SOURCE MATERIAL Start Marker

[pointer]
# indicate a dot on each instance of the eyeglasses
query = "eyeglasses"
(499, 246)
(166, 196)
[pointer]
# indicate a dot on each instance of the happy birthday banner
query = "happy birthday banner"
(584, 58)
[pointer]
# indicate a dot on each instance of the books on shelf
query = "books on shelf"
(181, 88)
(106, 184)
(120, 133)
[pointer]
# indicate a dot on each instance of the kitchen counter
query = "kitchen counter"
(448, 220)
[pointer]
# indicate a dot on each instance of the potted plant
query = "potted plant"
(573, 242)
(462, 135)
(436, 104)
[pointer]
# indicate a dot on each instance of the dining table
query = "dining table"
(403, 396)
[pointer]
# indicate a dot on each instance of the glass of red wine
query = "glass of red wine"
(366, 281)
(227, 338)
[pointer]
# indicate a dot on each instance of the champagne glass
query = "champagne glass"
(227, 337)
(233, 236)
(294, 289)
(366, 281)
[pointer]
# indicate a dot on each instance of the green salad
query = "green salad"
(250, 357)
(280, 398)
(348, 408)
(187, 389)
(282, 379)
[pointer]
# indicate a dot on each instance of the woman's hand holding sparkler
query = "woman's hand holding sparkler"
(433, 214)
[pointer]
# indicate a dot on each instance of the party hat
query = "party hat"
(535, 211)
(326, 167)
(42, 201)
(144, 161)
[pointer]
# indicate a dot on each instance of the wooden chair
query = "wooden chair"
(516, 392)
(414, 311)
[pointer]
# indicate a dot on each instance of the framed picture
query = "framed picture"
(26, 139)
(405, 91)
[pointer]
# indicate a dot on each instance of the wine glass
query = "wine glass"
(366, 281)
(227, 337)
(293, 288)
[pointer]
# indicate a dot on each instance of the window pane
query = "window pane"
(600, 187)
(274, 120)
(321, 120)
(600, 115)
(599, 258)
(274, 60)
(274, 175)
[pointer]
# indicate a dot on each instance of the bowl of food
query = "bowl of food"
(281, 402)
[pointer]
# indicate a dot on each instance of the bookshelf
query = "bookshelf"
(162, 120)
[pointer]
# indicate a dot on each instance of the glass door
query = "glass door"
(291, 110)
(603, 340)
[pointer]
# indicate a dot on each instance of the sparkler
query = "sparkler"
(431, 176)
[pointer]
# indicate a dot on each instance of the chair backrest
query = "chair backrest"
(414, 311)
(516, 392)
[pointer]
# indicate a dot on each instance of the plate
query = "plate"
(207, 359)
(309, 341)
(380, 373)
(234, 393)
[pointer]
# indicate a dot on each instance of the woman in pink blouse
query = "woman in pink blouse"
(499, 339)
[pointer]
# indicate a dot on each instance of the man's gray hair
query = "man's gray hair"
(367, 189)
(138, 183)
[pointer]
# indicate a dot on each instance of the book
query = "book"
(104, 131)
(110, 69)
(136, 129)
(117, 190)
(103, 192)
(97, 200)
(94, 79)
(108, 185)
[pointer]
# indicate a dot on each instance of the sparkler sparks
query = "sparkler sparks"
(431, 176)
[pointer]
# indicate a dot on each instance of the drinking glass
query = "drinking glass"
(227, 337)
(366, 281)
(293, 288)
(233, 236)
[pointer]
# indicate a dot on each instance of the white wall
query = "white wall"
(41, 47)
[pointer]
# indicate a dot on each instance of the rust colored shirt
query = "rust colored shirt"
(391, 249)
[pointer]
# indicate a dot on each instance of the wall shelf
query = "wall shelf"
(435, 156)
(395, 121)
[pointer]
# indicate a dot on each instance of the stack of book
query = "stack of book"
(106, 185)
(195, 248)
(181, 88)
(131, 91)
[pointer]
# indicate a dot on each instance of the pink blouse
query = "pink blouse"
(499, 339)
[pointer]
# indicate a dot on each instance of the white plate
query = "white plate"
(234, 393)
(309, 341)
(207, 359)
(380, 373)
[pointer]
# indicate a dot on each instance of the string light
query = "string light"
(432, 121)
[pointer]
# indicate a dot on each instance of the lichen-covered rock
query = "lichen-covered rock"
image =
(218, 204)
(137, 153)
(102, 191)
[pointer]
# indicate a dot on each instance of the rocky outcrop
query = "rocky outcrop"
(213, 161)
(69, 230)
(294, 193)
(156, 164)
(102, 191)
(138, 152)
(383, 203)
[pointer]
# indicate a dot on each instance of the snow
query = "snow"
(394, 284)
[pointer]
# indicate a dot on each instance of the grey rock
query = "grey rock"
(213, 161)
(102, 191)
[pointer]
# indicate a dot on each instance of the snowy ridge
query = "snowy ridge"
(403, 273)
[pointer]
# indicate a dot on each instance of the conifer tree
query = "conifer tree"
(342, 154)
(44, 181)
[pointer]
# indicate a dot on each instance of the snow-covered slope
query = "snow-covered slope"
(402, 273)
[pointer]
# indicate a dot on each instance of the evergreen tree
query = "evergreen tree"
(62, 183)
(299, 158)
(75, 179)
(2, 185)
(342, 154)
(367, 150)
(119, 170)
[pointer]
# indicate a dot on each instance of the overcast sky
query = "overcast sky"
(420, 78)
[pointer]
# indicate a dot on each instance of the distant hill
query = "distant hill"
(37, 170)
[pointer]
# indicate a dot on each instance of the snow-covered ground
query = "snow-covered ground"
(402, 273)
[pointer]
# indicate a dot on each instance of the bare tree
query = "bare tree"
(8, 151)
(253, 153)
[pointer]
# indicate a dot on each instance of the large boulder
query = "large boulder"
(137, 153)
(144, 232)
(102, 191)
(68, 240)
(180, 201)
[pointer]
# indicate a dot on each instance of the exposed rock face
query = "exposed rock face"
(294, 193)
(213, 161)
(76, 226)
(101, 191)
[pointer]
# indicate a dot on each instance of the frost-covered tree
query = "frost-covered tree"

SOURCE MATERIAL End Marker

TASK STATEMENT
The records above need to be retyped exactly.

EXERCISE SOLUTION
[pointer]
# indicate a dot on each instance of the eyeglasses
query = "eyeglasses"
(499, 246)
(166, 196)
[pointer]
# indicate a dot on each instance of the happy birthday banner
query = "happy birthday banner"
(584, 58)
[pointer]
# indicate a dot on each instance of the books on shelf
query = "books on shelf"
(181, 88)
(106, 184)
(120, 133)
[pointer]
# indicate a dot on each instance of the kitchen counter
query = "kitchen counter"
(448, 220)
[pointer]
# indicate a dot on each instance of the potted plant
query = "potted plant"
(573, 242)
(462, 135)
(436, 104)
[pointer]
# indicate a dot on each instance of the dining table
query = "dining table"
(403, 396)
[pointer]
# indicate a dot on each instance of the glass of red wine
query = "glass of red wine"
(366, 281)
(227, 338)
[pointer]
# indicate a dot on each instance of the champagne glass
query = "champagne glass"
(227, 337)
(233, 236)
(294, 289)
(366, 281)
[pointer]
# indicate a dot on each instance of the green salad
query = "green salad"
(250, 357)
(280, 398)
(348, 408)
(187, 389)
(282, 379)
[pointer]
# indicate a dot on each instance of the woman's hand holding sparkler
query = "woman's hand holding sparkler"
(433, 214)
[pointer]
# indicate a dot on each instance of the party hat
query = "party hat"
(535, 211)
(326, 167)
(42, 201)
(144, 161)
[pointer]
# indicate a dot on each instance of the wooden chair
query = "wooden chair"
(516, 392)
(414, 311)
[pointer]
# indicate a dot on each instance of the framed picture
query = "framed picture"
(26, 139)
(405, 91)
[pointer]
# indicate a dot on each instance of the wine glass
query = "wine glass"
(366, 281)
(227, 337)
(293, 288)
[pointer]
# indicate a dot on each instance of the window pane
query = "window pane"
(600, 187)
(274, 120)
(321, 120)
(600, 115)
(599, 258)
(274, 60)
(274, 175)
[pointer]
# indicate a dot on each instance of the bowl of food
query = "bowl of food"
(281, 402)
[pointer]
# indicate a dot on each instance of the bookshelf
query = "bookshelf"
(162, 120)
[pointer]
# indicate a dot on each instance of the glass door
query = "glass door"
(291, 110)
(603, 340)
[pointer]
# indicate a dot on each instance of the sparkler
query = "sparkler"
(431, 176)
[pointer]
# indicate a dot on each instance of the chair backrest
query = "chair backrest"
(414, 311)
(516, 392)
[pointer]
# indicate a dot on each instance of the plate
query = "plate"
(207, 359)
(309, 341)
(380, 373)
(234, 393)
[pointer]
# indicate a dot on each instance of the woman in pink blouse
query = "woman in pink blouse"
(499, 339)
[pointer]
# indicate a dot on each instance of the man's gray hair
query = "man's gray hair"
(367, 189)
(138, 183)
[pointer]
# indicate a dot on each instance of the book
query = "book"
(104, 131)
(110, 69)
(136, 129)
(117, 190)
(103, 192)
(97, 200)
(94, 79)
(108, 185)
[pointer]
# indicate a dot on each instance of the sparkler sparks
query = "sparkler sparks"
(431, 176)
[pointer]
# indicate a dot on each instance of the drinking glass
query = "drinking glass"
(227, 337)
(366, 281)
(293, 288)
(233, 236)
[pointer]
# indicate a dot on each instance of the white wall
query = "white wall"
(41, 47)
[pointer]
# indicate a dot on each instance of the rust colored shirt
query = "rust colored shirt"
(391, 249)
[pointer]
# indicate a dot on each instance of the wall shelf
query = "wall shelf"
(435, 156)
(395, 121)
[pointer]
# indicate a dot on each instance of the stack of book
query = "stack of book"
(106, 185)
(195, 248)
(181, 88)
(131, 91)
[pointer]
# indicate a dot on each instance of the pink blouse
query = "pink blouse"
(499, 339)
[pointer]
# indicate a dot on each instance of the white plate
query = "white plate"
(234, 393)
(309, 341)
(207, 359)
(380, 373)
[pointer]
# indicate a dot on each instance of the string light
query = "string light"
(432, 121)
[pointer]
# indicate a dot on each instance of the lichen-covered rock
query = "lichen-covered rock"
image =
(218, 204)
(137, 153)
(102, 191)
[pointer]
# indicate a dot on each instance of the rocky outcrop
query = "rocky outcrop"
(213, 161)
(69, 230)
(294, 193)
(156, 164)
(102, 191)
(138, 152)
(383, 203)
[pointer]
# indicate a dot on each instance of the snow
query = "snow"
(394, 284)
[pointer]
# indicate a dot on each instance of the grey rock
query = "grey rock"
(213, 161)
(102, 191)
[pointer]
# indicate a dot on each instance of the snowy ridge
query = "snowy ridge"
(403, 273)
[pointer]
# indicate a dot on each instance of the conifer tree
query = "conifer tree"
(342, 154)
(44, 181)
[pointer]
# indicate a dot on each instance of the snow-covered slope
query = "snow-covered slope"
(402, 273)
[pointer]
# indicate a dot on each instance of the evergreen tree
query = "evergreen tree"
(62, 183)
(299, 158)
(75, 179)
(2, 185)
(342, 154)
(367, 150)
(119, 170)
[pointer]
# indicate a dot on each instance of the overcast sky
query = "overcast sky"
(420, 78)
[pointer]
# indicate a dot on each instance of the distant hill
query = "distant hill"
(37, 170)
[pointer]
# indicate a dot on each instance of the snow-covered ground
query = "snow-covered ground"
(402, 273)
[pointer]
# indicate a dot on each instance of the bare tree
query = "bare tree"
(8, 151)
(253, 153)
[pointer]
# indicate a dot on each instance of the large boulder
query = "large boulder"
(137, 153)
(144, 232)
(102, 191)
(68, 240)
(180, 201)
[pointer]
# indicate a dot on each instance of the exposed rock face
query = "exposed rock face"
(294, 193)
(213, 161)
(76, 226)
(101, 191)
[pointer]
# indicate a dot on each instance of the frost-covered tree
query = "frost-covered tree"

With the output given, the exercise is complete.